Stated task
Reproduce every one of the items below word for word, changing nothing.

Records to use
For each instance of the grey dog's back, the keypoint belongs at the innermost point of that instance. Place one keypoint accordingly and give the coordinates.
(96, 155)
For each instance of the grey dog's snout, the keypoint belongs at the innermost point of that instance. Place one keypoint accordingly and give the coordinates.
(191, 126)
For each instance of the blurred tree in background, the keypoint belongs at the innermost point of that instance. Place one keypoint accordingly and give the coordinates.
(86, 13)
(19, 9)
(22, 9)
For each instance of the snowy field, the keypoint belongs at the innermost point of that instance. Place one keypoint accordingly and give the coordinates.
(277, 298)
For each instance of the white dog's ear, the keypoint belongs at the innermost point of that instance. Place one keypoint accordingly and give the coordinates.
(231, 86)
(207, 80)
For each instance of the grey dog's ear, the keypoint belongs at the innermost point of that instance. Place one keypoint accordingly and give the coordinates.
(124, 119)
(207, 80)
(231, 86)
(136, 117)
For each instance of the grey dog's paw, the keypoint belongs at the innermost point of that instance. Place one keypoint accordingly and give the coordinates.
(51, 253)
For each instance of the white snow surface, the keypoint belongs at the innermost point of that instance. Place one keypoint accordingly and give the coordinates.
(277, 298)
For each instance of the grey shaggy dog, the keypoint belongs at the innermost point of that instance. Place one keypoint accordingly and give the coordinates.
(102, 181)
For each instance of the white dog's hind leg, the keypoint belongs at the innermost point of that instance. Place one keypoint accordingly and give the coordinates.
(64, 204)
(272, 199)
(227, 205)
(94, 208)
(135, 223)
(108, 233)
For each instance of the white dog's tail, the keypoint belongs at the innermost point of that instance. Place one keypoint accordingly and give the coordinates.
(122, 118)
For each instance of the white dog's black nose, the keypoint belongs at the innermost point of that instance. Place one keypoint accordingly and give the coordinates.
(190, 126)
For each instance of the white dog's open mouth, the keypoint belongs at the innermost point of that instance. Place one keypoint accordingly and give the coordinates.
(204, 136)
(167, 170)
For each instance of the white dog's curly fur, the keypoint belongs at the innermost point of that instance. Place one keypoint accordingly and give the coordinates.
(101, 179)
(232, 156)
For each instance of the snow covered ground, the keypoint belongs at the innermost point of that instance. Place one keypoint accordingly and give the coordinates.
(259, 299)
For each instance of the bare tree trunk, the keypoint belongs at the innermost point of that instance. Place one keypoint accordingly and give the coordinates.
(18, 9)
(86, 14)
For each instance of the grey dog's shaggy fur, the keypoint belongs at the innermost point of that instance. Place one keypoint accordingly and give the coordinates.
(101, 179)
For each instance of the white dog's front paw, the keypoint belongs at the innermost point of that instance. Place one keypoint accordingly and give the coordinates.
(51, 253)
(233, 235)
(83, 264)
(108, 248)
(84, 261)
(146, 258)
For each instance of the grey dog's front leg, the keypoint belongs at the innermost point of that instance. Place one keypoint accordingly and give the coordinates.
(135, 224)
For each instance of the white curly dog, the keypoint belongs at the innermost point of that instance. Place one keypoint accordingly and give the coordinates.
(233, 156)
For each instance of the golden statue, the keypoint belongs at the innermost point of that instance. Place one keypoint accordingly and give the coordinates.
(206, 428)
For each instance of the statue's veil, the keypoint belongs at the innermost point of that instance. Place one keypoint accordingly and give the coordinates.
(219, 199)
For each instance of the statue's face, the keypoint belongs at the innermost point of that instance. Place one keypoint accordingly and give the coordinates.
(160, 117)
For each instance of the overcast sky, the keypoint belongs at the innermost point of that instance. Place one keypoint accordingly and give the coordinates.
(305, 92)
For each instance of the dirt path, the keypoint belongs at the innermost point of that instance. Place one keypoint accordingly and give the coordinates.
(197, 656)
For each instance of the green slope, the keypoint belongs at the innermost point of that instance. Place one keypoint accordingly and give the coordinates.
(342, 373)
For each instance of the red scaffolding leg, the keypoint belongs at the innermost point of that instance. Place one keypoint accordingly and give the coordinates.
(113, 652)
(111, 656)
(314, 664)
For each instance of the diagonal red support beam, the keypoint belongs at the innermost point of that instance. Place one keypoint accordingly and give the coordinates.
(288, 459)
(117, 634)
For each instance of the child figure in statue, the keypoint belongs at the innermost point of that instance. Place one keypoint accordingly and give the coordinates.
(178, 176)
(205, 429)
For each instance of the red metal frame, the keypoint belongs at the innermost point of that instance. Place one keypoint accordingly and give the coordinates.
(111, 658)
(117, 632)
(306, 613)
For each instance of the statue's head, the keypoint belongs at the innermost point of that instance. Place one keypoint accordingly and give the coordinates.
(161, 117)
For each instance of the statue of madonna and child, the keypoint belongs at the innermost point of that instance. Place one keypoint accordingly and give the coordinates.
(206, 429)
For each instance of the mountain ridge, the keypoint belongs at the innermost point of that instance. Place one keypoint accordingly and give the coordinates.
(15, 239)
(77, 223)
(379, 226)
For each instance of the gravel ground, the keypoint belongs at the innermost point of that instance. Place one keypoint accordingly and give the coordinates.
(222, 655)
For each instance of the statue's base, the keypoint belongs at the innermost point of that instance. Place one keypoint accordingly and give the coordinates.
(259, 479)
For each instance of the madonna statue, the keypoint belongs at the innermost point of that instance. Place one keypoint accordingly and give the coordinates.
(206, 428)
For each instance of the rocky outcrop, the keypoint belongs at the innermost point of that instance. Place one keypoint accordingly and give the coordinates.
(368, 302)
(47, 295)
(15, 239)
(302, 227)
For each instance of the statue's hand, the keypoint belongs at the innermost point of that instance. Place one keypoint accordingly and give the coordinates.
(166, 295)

Exercise output
For each instance of the grey dog's back, the keypoint belongs at the innermost point of that instance. Place one keypoint accordingly and give the coordinates.
(96, 155)
For each instance of the grey dog's snout, the keypoint belongs at the innermost point of that instance. Place one keypoint accordingly and give the coordinates.
(191, 126)
For each instance of the blurred tree in background, the keypoint belongs at the innermost point of that instance. Place one keypoint accordingly and give the coordinates.
(86, 13)
(19, 9)
(22, 9)
For each instance of the snowy field, the keypoint belongs at the innermost point of that instance. Place one keypoint accordingly and give the coordinates.
(277, 298)
For each instance of the white dog's ear, the keypoint belongs at the innermost point of that instance. Place one keypoint accordingly and give the coordinates.
(231, 86)
(207, 80)
For each instance of the grey dog's ear, the keypoint belongs at the innermost point of that instance. Place one keypoint accordingly and give the coordinates.
(124, 119)
(207, 80)
(231, 86)
(136, 117)
For each instance of the grey dog's paw, the keypoint belongs at the innermost point of that instance. Place one keypoint accordingly and give the coordinates.
(51, 253)
For each instance of the white snow surface, the keypoint belongs at the innermost point of that instance. Place one keypoint accordingly and give the coordinates.
(277, 298)
For each instance of the grey shaggy dog, the keypoint belongs at the innermost point of that instance. Place one keypoint accordingly and give the coordinates.
(102, 181)
For each instance of the white dog's hind leg, the keypoint belongs at the innermost point of that instance. Place one keypoint accordingly and give the coordinates.
(64, 204)
(272, 199)
(227, 205)
(94, 208)
(135, 223)
(108, 233)
For each instance of the white dog's tail, the keypoint belongs at the innermost point of that instance. Place one keypoint accordingly and give the coordinates.
(122, 118)
For each instance of the white dog's black nose, the keypoint belongs at the innermost point of that instance. Place one keypoint accordingly and give the coordinates.
(190, 126)
For each instance of the white dog's open mouth, the keypoint belongs at the innermost point of that instance. Place one keypoint accordingly and give the coordinates.
(204, 136)
(167, 170)
For each instance of the white dog's curly fur, the keypoint belongs at the innermost point of that instance. Place one keypoint accordingly and give the coordinates.
(101, 179)
(232, 156)
For each instance of the snow covered ground, the keypoint belongs at the innermost point of that instance. Place one keypoint accordingly and give the coordinates.
(259, 299)
For each instance of the bare tree trunk, the keypoint belongs at the innermost point of that instance. Place one keypoint accordingly and give the coordinates.
(18, 9)
(86, 14)
For each instance of the grey dog's shaggy fur, the keypoint belongs at the innermost point of that instance. Place one keypoint accordingly and give the coordinates.
(101, 179)
For each instance of the white dog's front paw, the keypoint belongs at the innermost point of that instance. Place one keypoint accordingly and give the coordinates.
(51, 253)
(233, 235)
(83, 264)
(108, 248)
(84, 261)
(146, 258)
For each instance of the grey dog's front leg, the keypoint belongs at the innermost point of that instance. Place one keypoint accordingly and give the coordinates.
(135, 224)
For each instance of the white curly dog, the keypoint belongs at the innermost point of that instance. Place one keypoint accordingly and give the coordinates.
(233, 156)
For each instance of the golden statue, the keypoint belongs at the innermost point of that instance. Place one keypoint accordingly and give the coordinates.
(206, 428)
For each instance of the statue's veil, the keypoint belongs at the innermost point of that instance. Place one keypoint accordingly and give the coordinates.
(219, 199)
For each instance of the statue's face, the keypoint belongs at the innermost point of that instance. Place one keypoint accordingly and give the coordinates.
(160, 117)
For each instance of the overcast sky, the keypoint belongs at the innermost point of that instance. Place one keypoint accordingly and give the coordinates.
(305, 92)
For each instance of the dirt path, the keypoint belongs at the innermost point of that instance. Place one keypoint accordingly and give the coordinates.
(197, 656)
For each instance of the green slope, the keypoint belongs at the innermost point of that instance. Place one keypoint accordingly and give the coordinates.
(342, 373)
For each instance of the red scaffolding leg, the keypoint belongs at the innermost point of that instance. Place one keypoint accordingly and give the coordinates.
(113, 652)
(111, 656)
(314, 664)
For each instance of the diagonal red support beam, the keypoint belongs at the innermost point of that instance. Place one keypoint accordingly and give the coordinates.
(288, 459)
(117, 634)
For each instance of the child figure in statue, the keypoint belongs at the innermost point of that instance. Place one keypoint accordingly and give the coordinates.
(178, 176)
(205, 429)
For each instance of the red metal frame, the keypoint belongs at the innermost point of that instance. Place one keypoint accordingly and give the coordinates.
(111, 658)
(117, 632)
(306, 613)
For each instance of the statue's head, the keypoint belongs at the innermost point of that instance. Place one keypoint accordingly and give the coordinates.
(161, 117)
For each instance of the statue of madonna and child, the keypoint belongs at the innermost point of that instance. Place one keypoint accordingly and give the coordinates.
(206, 429)
For each instance of the mountain ridge, the keypoint belongs at the innermost point of that instance. Place one keypoint accordingly and give the coordinates.
(15, 239)
(77, 223)
(379, 226)
For each instance of the gravel ground, the keypoint belongs at the innermost point of that instance. Place one keypoint accordingly and give the coordinates.
(222, 655)
For each instance of the statue's base, the keypoint belongs at the innermost point of that instance. Place one keypoint accordingly and give the coordinates.
(259, 479)
For each instance of the madonna statue, the keypoint belongs at the innermost point of that instance. Place one keypoint accordingly and give the coordinates.
(206, 428)
For each instance of the rocky outcrop, the keypoint belongs at the innermost point of that instance. Place one keypoint accordingly and give the coordinates.
(368, 302)
(47, 295)
(15, 239)
(302, 227)
For each instance of the statue's hand, the keypoint belongs at the innermost point of that instance. Place one keypoint accordingly and give the coordinates.
(166, 295)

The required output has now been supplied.